Records for this exercise
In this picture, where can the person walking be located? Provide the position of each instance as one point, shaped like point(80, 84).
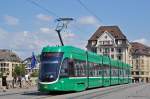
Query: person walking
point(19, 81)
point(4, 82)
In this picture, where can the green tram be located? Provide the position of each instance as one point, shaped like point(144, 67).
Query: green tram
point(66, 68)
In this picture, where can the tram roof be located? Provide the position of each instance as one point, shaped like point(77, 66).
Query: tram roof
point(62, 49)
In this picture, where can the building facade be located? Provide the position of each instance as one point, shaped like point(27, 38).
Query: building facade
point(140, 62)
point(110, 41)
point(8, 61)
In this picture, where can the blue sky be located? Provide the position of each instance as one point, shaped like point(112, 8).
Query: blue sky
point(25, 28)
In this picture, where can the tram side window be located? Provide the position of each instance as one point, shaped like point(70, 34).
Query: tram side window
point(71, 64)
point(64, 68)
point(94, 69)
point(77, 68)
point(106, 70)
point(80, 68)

==

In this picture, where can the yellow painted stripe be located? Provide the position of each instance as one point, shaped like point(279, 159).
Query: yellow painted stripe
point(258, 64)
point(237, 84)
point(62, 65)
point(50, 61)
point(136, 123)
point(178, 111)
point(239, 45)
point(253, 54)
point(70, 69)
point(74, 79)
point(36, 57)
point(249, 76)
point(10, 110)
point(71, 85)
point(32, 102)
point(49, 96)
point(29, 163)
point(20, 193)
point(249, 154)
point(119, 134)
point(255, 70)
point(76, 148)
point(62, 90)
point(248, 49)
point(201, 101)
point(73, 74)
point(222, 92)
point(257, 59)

--

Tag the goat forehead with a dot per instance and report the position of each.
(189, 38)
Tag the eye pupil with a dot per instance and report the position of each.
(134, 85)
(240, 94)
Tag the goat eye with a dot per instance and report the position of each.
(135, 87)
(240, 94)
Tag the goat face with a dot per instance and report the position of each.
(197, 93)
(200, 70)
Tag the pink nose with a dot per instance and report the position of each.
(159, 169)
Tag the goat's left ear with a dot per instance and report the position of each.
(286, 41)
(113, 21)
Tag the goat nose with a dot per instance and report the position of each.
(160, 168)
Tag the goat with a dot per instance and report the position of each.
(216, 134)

Work order
Look through the material above for "Provide" and copy the lines that have it.

Exercise output
In this picture, where can the person walking be located? Provide the position of each instance as one point, shaped like point(80, 84).
In this picture, where can the green tram be located? Provide the position of each instance as one point, shaped like point(144, 67).
In this picture, where can the tram roof be located? Provide the position of each instance as one point, shaped like point(77, 66).
In this picture, where can the building facade be located? Provide the position of each instance as one point, shaped like point(27, 38).
In this picture, where can the blue sky be located? Provide the position of each instance as one point, shaped like point(112, 8).
In this picture, where can the tram side window be located? Provide the position of each instance as one point, shaped like point(70, 34).
In this picture, where can the yellow painted stripe be located? Provide the position of each instance as one point, shaped like point(279, 159).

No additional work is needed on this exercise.